(Goal of the exercise) How many lines in the records below contain the word "Target", counting only matches with the same capitalization? Reply with the number alone.

(Dataset entries)
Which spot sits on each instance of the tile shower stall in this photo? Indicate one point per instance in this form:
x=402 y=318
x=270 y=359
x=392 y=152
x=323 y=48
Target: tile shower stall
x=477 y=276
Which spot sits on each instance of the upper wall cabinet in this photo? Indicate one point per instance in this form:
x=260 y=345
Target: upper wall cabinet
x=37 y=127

---

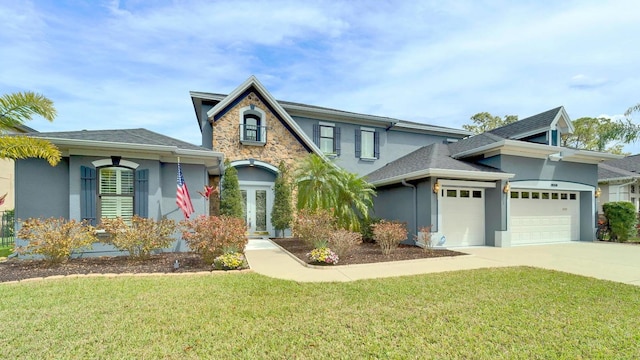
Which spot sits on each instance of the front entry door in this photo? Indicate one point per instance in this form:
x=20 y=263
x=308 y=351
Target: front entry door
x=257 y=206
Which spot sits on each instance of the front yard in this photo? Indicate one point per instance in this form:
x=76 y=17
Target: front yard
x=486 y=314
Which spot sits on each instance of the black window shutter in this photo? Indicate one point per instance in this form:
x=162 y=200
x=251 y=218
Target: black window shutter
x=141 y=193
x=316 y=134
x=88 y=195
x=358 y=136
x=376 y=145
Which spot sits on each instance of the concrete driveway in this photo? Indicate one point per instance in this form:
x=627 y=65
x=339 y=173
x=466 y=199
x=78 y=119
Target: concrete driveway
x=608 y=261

(Exercise response) 6